━━━ MATERIAL FOR THIS TASK ━━━

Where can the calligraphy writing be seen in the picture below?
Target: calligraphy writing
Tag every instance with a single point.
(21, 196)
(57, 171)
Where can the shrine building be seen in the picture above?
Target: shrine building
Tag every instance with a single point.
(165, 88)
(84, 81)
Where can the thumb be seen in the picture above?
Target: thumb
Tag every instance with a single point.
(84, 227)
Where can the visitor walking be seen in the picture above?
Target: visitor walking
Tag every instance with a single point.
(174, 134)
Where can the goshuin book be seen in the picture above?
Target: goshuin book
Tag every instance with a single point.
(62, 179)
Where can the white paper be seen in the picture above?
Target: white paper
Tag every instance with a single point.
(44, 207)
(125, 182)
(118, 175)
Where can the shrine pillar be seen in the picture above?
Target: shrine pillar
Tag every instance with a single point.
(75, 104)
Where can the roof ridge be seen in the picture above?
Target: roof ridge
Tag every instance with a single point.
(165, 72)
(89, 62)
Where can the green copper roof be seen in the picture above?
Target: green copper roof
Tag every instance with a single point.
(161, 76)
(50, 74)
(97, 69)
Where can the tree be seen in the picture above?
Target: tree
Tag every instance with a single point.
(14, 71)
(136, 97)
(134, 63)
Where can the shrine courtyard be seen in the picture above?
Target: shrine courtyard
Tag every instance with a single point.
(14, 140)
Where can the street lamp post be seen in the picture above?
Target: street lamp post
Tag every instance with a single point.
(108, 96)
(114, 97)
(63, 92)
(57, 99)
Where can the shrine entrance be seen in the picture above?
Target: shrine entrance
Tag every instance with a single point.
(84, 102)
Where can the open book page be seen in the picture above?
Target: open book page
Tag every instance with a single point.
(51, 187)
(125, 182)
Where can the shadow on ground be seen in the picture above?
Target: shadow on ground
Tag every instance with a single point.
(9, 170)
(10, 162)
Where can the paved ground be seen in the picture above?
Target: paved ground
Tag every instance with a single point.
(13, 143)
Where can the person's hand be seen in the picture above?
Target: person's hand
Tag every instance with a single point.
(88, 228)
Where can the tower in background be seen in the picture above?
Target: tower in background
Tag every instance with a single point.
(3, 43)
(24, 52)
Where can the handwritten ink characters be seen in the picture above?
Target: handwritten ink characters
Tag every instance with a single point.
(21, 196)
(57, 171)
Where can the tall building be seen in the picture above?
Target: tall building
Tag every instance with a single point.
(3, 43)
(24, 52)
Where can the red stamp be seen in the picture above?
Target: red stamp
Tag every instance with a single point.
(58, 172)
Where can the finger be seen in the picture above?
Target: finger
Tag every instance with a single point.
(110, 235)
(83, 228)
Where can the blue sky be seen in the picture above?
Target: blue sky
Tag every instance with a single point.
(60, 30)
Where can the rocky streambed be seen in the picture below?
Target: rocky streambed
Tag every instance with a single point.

━━━

Recast the data as a Markdown table with the columns Row and Line, starting at the line that contains "Where can the shrine courtyard" and ending at the last line of the data. Give each line its own numbered row, and leave out blank lines.

| Row | Line |
|---|---|
| 1 | Where can the shrine courtyard be seen in the picture above? |
| 2 | Target: shrine courtyard |
| 3 | Tag every instance with a single point. |
| 4 | (14, 140) |
| 5 | Where can the street lamp post be seen in the picture above? |
| 6 | Target: street lamp post |
| 7 | Tag every instance with a single point. |
| 8 | (108, 96) |
| 9 | (114, 97) |
| 10 | (63, 92) |
| 11 | (57, 99) |
| 12 | Where can the shrine entrance be seen in the picture above? |
| 13 | Target: shrine entrance |
| 14 | Tag every instance with a single point. |
| 15 | (84, 102) |
| 16 | Where can the open book page be seen in the picture above? |
| 17 | Target: open book page |
| 18 | Tag every instance with a single point. |
| 19 | (51, 187) |
| 20 | (125, 182) |
| 21 | Where can the shadow on ground be seen in the picture above? |
| 22 | Target: shadow on ground |
| 23 | Tag every instance with a single point. |
| 24 | (9, 170) |
| 25 | (10, 162) |
| 26 | Where can the paved ground be seen in the picture above? |
| 27 | Target: paved ground |
| 28 | Tag every instance with a single point. |
| 29 | (13, 143) |
| 30 | Where can the person's hand be seen in the picture above? |
| 31 | Target: person's hand |
| 32 | Tag every instance with a single point. |
| 33 | (88, 228) |
| 34 | Where can the tower in background be seen in the picture above? |
| 35 | Target: tower in background |
| 36 | Tag every instance with a single point. |
| 37 | (3, 43) |
| 38 | (24, 52) |
| 39 | Where can the handwritten ink characters be seen in the picture above? |
| 40 | Target: handwritten ink characters |
| 41 | Tag every instance with a single point. |
| 42 | (21, 196) |
| 43 | (57, 171) |
| 44 | Where can the tall building be seen in the picture above? |
| 45 | Target: tall building |
| 46 | Tag every instance with a single point. |
| 47 | (3, 43) |
| 48 | (24, 52) |
| 49 | Where can the red stamp be seen in the picture above? |
| 50 | Target: red stamp |
| 51 | Tag every instance with a single point. |
| 52 | (58, 172) |
| 53 | Where can the finger be seen in the picture above? |
| 54 | Target: finger |
| 55 | Tag every instance with a single point. |
| 56 | (110, 235) |
| 57 | (83, 228) |
| 58 | Where can the blue sky be seen in the picture above? |
| 59 | Target: blue sky |
| 60 | Tag every instance with a single point. |
| 61 | (60, 30) |
| 62 | Where can the rocky streambed be seen in the picture below? |
| 63 | Target: rocky streambed |
| 64 | Tag every instance with a single point. |